Stored data:
************
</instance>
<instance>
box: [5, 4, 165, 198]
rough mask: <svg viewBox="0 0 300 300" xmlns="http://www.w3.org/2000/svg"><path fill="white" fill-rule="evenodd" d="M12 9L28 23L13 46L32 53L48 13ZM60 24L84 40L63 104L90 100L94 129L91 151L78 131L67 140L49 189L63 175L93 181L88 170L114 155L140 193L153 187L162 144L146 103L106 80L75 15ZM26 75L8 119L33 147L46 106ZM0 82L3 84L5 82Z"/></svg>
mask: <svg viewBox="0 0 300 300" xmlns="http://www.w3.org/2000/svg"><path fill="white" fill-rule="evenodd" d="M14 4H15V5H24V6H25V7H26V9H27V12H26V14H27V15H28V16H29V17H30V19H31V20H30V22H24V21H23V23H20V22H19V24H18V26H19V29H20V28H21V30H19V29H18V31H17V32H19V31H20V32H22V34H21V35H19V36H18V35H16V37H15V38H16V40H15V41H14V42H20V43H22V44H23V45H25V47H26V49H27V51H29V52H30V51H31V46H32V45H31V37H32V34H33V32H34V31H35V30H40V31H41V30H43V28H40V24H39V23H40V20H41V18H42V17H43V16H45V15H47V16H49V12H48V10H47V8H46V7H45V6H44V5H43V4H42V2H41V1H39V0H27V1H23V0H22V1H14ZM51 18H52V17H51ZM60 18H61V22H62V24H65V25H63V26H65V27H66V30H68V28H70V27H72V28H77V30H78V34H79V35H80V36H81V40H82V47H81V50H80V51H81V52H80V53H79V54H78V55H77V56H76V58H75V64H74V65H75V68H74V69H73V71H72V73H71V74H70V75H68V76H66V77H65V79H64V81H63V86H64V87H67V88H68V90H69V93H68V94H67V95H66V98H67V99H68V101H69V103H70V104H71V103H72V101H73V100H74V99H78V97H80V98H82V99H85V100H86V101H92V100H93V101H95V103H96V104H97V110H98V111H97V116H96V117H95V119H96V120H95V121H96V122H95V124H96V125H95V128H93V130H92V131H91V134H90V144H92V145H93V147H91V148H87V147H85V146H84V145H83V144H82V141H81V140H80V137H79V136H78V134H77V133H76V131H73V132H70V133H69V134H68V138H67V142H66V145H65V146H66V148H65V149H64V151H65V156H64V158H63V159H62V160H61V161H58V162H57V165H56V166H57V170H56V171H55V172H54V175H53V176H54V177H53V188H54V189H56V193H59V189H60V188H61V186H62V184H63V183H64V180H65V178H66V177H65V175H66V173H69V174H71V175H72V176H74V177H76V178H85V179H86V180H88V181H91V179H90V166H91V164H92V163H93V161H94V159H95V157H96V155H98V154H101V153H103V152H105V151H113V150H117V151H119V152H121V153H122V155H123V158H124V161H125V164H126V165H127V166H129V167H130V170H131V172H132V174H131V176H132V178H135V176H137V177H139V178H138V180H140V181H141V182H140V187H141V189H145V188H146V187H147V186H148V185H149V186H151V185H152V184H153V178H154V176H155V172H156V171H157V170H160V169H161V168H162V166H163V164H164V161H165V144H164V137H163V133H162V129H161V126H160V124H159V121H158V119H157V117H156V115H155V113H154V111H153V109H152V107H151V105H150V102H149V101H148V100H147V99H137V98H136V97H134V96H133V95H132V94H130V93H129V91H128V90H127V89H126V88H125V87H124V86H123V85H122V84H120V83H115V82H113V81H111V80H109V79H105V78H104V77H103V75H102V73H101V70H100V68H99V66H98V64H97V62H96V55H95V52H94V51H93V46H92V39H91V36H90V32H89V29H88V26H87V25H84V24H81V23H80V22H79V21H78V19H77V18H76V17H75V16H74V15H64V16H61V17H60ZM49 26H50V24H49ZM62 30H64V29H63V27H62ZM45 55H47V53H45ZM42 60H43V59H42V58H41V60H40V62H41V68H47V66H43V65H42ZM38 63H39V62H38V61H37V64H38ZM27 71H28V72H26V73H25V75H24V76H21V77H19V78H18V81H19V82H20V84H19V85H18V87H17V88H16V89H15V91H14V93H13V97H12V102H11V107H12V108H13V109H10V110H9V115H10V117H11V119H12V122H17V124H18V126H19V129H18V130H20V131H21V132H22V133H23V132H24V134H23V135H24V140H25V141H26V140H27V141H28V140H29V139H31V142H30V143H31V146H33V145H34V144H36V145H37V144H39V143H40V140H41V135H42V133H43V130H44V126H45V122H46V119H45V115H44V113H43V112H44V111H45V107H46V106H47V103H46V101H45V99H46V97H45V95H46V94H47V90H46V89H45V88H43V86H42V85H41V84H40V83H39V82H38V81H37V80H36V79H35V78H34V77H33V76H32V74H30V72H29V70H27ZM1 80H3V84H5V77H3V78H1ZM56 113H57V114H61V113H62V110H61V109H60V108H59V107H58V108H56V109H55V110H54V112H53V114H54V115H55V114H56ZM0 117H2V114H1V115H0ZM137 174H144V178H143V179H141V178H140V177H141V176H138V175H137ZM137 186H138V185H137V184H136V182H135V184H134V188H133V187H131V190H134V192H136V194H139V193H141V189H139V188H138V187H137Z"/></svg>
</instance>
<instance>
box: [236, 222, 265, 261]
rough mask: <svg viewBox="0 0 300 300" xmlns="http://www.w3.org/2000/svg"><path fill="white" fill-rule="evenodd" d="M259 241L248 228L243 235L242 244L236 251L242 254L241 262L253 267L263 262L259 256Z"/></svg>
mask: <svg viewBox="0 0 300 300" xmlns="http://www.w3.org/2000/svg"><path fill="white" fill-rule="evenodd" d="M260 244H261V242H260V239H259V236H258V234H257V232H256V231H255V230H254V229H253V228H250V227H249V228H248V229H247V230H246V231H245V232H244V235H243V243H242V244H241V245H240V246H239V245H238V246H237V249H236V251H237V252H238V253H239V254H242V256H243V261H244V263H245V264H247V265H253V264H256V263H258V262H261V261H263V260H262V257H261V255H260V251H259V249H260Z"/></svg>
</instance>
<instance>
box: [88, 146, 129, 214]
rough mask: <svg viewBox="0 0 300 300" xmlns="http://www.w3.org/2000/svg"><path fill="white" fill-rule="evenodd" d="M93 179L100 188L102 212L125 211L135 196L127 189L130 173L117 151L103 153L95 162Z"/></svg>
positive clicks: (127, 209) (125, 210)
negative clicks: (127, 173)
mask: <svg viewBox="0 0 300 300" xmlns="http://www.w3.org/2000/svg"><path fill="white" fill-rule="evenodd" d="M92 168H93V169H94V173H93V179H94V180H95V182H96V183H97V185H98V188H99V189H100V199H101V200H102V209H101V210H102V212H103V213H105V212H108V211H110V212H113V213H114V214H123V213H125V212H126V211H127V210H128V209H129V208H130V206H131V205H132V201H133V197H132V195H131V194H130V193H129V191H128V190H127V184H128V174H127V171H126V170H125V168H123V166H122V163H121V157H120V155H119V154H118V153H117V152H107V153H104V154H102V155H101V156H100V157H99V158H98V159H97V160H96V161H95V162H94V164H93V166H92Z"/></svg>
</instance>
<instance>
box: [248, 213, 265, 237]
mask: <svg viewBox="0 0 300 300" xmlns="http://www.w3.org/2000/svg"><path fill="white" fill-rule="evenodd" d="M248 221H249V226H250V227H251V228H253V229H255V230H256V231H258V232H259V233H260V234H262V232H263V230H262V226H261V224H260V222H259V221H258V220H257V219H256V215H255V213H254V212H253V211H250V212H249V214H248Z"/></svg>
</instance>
************
What is expected ▸ Write out exactly the final stretch of the records: the line containing "box: [236, 222, 265, 261]" and every line after it, through the last, and nothing else.

Result of this task ▸
box: [236, 222, 265, 261]
rough mask: <svg viewBox="0 0 300 300" xmlns="http://www.w3.org/2000/svg"><path fill="white" fill-rule="evenodd" d="M259 241L248 228L243 235L242 244L236 251L242 254L241 262L253 267L263 262L259 256Z"/></svg>
mask: <svg viewBox="0 0 300 300" xmlns="http://www.w3.org/2000/svg"><path fill="white" fill-rule="evenodd" d="M260 244H261V242H260V239H259V236H258V234H257V232H256V231H255V230H254V229H253V228H250V227H249V228H248V229H247V230H246V231H245V232H244V235H243V243H242V244H241V245H240V246H239V245H238V246H237V249H236V251H237V252H238V253H239V254H242V256H243V261H244V263H245V264H247V265H253V264H256V263H258V262H261V261H263V260H262V257H261V255H260V251H259V249H260Z"/></svg>
</instance>
<instance>
box: [88, 146, 129, 214]
rough mask: <svg viewBox="0 0 300 300" xmlns="http://www.w3.org/2000/svg"><path fill="white" fill-rule="evenodd" d="M93 179L100 188L102 212L125 211L135 196L127 189L130 173L117 151L103 153L95 162Z"/></svg>
positive clicks: (127, 209) (125, 210)
negative clicks: (127, 173)
mask: <svg viewBox="0 0 300 300" xmlns="http://www.w3.org/2000/svg"><path fill="white" fill-rule="evenodd" d="M92 168H93V169H94V173H93V179H94V180H95V182H96V183H97V185H98V188H99V189H100V199H101V200H102V209H101V210H102V212H103V213H105V212H108V211H110V212H113V213H114V214H123V213H125V212H126V211H127V210H128V209H129V208H130V206H131V205H132V201H133V197H132V195H131V194H130V193H129V191H128V190H127V184H128V174H127V171H126V170H125V168H123V166H122V163H121V157H120V155H119V154H118V153H117V152H107V153H104V154H102V155H101V156H100V157H99V158H98V159H97V160H96V161H95V162H94V164H93V166H92Z"/></svg>
</instance>
<instance>
box: [248, 213, 265, 237]
mask: <svg viewBox="0 0 300 300" xmlns="http://www.w3.org/2000/svg"><path fill="white" fill-rule="evenodd" d="M248 221H249V226H250V227H251V228H253V229H255V230H256V231H258V232H259V233H260V234H262V232H263V230H262V226H261V224H260V222H259V221H258V220H257V219H256V215H255V213H254V212H253V211H250V212H249V214H248Z"/></svg>
</instance>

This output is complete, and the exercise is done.